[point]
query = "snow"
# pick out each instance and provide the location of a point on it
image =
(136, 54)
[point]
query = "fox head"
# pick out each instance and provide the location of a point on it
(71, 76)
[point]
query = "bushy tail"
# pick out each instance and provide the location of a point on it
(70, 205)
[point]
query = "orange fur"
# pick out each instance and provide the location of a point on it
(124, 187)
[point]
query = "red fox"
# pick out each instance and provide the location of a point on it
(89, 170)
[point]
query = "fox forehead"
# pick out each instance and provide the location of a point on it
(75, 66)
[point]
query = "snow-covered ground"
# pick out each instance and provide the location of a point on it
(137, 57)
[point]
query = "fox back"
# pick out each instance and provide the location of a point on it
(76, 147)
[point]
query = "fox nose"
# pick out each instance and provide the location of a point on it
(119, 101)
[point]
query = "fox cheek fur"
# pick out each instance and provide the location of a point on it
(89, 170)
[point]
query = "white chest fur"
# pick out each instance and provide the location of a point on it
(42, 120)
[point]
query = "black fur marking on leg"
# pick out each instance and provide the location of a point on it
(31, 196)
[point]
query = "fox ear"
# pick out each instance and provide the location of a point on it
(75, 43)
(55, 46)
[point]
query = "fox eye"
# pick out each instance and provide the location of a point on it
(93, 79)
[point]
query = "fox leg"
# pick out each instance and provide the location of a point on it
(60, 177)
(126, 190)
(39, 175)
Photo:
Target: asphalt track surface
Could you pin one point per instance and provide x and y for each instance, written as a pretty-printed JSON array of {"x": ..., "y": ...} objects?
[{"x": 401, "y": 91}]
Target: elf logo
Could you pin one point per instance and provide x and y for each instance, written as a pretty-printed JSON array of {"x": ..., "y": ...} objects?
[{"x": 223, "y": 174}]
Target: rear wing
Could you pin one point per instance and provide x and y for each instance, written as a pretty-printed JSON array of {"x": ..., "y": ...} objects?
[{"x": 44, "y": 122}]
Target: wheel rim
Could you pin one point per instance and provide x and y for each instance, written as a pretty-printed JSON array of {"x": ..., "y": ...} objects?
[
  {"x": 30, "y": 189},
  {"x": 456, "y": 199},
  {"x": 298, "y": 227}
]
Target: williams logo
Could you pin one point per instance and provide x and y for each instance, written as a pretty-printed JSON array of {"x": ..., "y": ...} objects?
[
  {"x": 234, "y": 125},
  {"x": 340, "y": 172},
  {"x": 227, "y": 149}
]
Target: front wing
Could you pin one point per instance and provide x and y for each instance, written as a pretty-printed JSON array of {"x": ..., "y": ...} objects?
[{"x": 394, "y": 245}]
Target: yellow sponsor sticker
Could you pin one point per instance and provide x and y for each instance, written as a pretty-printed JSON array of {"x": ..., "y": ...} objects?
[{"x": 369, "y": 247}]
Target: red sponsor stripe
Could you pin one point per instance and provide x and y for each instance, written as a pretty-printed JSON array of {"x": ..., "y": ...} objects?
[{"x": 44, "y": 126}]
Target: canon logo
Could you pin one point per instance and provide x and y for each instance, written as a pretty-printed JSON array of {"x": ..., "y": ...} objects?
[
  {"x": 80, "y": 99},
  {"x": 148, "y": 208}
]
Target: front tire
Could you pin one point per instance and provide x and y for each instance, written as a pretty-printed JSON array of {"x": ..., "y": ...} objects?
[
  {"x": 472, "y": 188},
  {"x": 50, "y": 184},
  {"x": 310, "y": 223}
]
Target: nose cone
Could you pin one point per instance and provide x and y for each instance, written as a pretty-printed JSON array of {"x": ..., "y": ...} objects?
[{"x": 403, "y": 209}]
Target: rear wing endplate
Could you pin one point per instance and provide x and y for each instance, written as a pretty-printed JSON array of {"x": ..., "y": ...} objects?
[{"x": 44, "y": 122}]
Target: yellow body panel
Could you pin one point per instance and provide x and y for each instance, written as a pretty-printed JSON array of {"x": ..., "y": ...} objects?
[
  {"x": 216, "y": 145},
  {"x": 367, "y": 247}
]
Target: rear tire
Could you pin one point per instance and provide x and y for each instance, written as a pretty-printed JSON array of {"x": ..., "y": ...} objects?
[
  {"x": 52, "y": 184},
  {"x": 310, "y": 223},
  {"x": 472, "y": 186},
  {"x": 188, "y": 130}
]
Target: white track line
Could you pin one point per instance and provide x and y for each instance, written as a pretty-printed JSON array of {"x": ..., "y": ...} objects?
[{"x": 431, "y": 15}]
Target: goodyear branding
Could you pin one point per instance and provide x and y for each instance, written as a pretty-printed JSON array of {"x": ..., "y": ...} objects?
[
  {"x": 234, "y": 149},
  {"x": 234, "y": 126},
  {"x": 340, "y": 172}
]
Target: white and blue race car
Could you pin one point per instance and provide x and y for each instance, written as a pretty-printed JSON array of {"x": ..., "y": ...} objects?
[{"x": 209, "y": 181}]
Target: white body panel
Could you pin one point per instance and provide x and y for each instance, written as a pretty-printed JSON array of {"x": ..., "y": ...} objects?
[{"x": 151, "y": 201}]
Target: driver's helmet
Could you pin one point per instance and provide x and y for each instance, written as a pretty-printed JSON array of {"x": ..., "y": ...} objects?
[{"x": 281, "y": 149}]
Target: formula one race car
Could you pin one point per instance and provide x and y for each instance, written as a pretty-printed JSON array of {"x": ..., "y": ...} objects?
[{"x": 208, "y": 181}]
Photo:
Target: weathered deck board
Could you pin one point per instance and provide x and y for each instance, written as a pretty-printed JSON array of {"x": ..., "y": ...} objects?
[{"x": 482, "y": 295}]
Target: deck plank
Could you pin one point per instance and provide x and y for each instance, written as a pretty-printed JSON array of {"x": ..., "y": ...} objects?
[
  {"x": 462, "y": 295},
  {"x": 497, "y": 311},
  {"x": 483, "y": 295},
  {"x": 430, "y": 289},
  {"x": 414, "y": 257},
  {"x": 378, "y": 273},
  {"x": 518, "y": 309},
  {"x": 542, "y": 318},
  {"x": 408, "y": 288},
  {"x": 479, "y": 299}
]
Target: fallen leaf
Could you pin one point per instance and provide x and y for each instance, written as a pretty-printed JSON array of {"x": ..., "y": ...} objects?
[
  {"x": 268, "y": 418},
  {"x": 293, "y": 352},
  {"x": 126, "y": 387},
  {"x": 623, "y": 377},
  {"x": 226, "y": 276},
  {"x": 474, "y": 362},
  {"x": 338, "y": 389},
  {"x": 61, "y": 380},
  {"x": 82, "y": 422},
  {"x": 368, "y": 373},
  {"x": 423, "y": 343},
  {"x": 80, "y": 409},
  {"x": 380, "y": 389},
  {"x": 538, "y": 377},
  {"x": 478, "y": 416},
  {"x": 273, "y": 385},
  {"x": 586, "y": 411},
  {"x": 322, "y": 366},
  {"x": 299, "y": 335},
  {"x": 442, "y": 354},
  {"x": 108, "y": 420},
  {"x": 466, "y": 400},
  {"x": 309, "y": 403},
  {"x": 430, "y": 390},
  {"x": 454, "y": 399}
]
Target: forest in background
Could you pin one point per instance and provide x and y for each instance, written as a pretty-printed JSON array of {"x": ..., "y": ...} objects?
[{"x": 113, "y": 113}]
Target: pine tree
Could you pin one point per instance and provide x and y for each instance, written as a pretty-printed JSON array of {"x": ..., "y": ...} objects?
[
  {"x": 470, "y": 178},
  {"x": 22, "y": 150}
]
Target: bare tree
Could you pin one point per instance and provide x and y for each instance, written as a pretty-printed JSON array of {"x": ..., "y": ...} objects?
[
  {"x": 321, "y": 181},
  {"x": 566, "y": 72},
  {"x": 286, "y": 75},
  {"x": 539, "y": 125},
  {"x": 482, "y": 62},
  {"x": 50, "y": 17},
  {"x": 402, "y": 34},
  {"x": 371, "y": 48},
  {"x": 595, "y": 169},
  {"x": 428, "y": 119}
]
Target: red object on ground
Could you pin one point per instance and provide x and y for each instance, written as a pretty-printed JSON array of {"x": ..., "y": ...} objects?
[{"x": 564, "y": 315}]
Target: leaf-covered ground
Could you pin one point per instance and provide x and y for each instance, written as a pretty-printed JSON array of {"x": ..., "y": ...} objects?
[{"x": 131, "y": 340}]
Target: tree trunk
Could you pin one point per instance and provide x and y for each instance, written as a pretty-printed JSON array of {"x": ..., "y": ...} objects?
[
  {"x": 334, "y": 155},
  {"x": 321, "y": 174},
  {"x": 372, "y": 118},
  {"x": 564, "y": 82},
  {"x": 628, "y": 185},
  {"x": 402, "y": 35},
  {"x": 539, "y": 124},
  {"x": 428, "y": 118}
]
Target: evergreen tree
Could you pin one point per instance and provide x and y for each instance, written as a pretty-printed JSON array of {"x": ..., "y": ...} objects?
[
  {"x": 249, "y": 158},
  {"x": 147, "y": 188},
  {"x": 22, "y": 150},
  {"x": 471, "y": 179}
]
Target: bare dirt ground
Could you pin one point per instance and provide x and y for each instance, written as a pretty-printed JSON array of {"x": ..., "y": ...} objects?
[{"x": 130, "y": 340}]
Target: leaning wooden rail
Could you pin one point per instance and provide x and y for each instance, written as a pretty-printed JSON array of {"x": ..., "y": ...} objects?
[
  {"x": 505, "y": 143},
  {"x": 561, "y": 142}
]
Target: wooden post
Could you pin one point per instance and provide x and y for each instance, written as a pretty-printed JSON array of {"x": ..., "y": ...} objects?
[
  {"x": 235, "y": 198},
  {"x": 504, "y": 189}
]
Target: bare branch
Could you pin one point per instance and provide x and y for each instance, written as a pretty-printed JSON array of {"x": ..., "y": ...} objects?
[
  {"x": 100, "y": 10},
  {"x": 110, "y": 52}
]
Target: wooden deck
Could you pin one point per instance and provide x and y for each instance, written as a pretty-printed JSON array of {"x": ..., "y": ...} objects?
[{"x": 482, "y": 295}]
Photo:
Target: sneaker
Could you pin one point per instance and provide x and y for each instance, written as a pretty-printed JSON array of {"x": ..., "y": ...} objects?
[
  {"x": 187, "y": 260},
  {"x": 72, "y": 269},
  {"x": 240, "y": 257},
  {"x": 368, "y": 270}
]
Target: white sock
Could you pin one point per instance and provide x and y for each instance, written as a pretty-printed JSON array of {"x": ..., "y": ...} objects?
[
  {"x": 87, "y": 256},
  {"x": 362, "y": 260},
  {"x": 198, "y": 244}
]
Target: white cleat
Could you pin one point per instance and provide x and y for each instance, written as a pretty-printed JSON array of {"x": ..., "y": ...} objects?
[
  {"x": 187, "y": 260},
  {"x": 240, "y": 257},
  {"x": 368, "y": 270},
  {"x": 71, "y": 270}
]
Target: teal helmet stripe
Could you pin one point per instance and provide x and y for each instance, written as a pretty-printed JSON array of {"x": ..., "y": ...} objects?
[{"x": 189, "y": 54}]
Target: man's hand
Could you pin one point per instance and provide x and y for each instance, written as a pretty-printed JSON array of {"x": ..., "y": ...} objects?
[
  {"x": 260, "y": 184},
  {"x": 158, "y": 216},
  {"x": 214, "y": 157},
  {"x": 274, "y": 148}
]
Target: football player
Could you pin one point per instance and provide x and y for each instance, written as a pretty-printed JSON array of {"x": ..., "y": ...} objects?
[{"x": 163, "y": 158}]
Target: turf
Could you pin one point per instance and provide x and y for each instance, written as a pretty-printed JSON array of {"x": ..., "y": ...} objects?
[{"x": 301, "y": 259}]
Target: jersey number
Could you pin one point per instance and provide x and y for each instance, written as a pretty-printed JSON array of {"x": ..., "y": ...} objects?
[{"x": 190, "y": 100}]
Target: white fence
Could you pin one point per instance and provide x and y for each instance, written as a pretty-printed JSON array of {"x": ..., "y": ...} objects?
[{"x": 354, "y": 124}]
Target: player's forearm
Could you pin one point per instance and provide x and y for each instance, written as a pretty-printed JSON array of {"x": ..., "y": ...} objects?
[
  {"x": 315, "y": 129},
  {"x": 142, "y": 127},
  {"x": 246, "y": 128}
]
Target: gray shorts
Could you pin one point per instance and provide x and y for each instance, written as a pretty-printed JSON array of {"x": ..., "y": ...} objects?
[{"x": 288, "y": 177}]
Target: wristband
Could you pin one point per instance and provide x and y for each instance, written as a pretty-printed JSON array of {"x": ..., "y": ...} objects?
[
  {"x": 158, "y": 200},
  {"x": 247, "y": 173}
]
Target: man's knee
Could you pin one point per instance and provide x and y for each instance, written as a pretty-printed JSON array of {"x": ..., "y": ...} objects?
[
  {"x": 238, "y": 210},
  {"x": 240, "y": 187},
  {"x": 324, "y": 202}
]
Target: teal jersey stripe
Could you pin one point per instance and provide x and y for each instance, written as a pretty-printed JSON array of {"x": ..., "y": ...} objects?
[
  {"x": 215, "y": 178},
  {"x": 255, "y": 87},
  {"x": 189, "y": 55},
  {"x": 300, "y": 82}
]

**What you need to do:** Copy the lines above, requests included, from the one containing "Target: wristband" through the last line. Multiply every x and y coordinate in the answers by 2.2, rounding to whole numbers with halves rounded up.

**Solution for this problem:**
Target: wristband
Could you pin one point per instance and provide x and y for each instance, written as a pretty-printed JSON array of {"x": ..., "y": ...} objects?
[
  {"x": 348, "y": 440},
  {"x": 543, "y": 381}
]
Target: man's knee
Could you pin one point per instance and provide x and y for each instance, written as a pretty-printed JSON array of {"x": ..., "y": ...} objects?
[
  {"x": 524, "y": 462},
  {"x": 528, "y": 411},
  {"x": 713, "y": 444}
]
Target: teal jersey stripe
Could you pin one point per instance and provide x and y for each instance, written as a pretty-printed JSON array of {"x": ..., "y": ...} objects?
[
  {"x": 473, "y": 392},
  {"x": 561, "y": 191},
  {"x": 416, "y": 121},
  {"x": 660, "y": 180}
]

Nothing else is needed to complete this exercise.